◆ DATASET CONTENT ◆
+--
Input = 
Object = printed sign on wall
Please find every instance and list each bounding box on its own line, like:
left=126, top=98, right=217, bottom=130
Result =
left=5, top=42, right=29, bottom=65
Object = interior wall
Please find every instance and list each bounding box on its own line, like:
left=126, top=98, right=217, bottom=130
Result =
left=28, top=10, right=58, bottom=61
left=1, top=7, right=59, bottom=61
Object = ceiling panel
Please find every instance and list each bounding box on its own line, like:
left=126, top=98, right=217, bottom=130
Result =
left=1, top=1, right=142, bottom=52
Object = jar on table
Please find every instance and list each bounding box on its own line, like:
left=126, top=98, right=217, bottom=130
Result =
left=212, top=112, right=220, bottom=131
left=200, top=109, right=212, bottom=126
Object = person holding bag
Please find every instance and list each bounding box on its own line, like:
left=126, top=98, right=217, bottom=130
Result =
+--
◆ EXERCISE BRIEF ◆
Write the entries out once more, exactly as they appear.

◆ EXPECTED OUTPUT ◆
Input = 
Object = printed sign on wall
Please find every instance and list each bounding box on its own line, like:
left=126, top=98, right=217, bottom=130
Result =
left=5, top=42, right=29, bottom=65
Object = interior wall
Please find every instance and list each bounding box on its own line, like:
left=126, top=98, right=217, bottom=130
Result =
left=28, top=10, right=58, bottom=61
left=1, top=7, right=59, bottom=61
Object = ceiling panel
Please find every instance and list each bounding box on its own line, like:
left=126, top=98, right=217, bottom=130
Result =
left=1, top=1, right=142, bottom=52
Object = jar on table
Please find every instance and list each bounding box on its own line, like:
left=126, top=98, right=217, bottom=130
Result =
left=212, top=112, right=220, bottom=131
left=200, top=109, right=212, bottom=126
Object = person holding bag
Please find every instance and list each bounding box on its own line, like:
left=126, top=98, right=217, bottom=130
Result =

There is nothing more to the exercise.